::: Given passage :::

Below, we’ve used some examples to show how these apply.

First-time buyer on a property purchase of £525,000

First-time buyer relief is now lost on property purchases of over £500,000 so standard home mover rates apply.

  1. 0-£125,000: £0
  2. £125,000-£250,000: 2pc on £125,000 totalling £2,500
  3. £250,000-£525,000: 5pc on £275,000 totalling £13,750

Total stamp duty owed: £16,250

Home-mover on a property purchase of £1,250,000

  1. 0-£125,000: £0
  2. £125,000-£250,000: 2pc on £125,000 totalling £2,500
  3. £250,000-£925,000: 5pc on £675,000 totalling £33,750
  4. £925,000-£1,250,000: 10pc × £325,000 totalling £32,500

Total stamp duty owed: £68,750

Second home purchase on a property purchase of £1,250,000

  1. 0-£125,000: 5pc × £125,000 totalling £6,250
  2. £125,000-£250,000: 7pc × £125,000 totalling £8,750
  3. £250,000-£925,000: 10pc × £675,000 totalling £67,500
  4. £925,000-£1,250,000: 15pc × £325,000 totalling £48,750

Total stamp duty owed: £131,250

Who is eligible for exemptions?

::: Dataset excerpt :::

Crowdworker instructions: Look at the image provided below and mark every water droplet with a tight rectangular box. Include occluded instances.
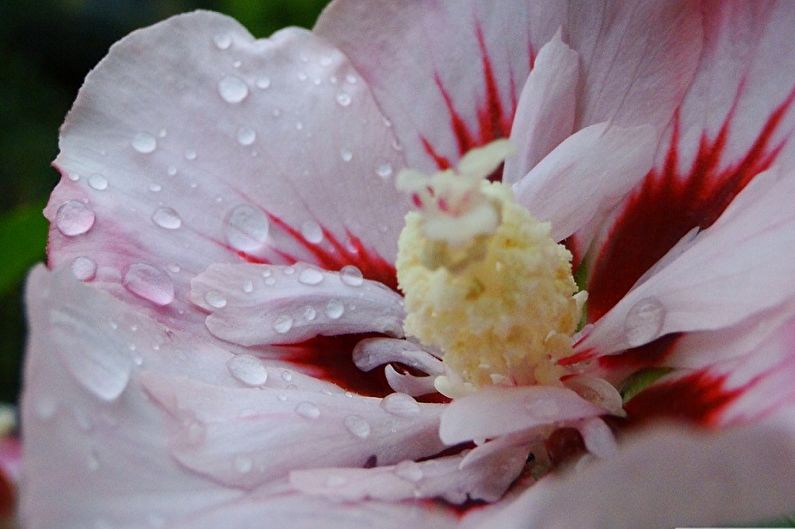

:::

#### Stated problem
According to the stamp duty examples, over what property price is first-time buyer relief lost?

#### Exercise result
£500,000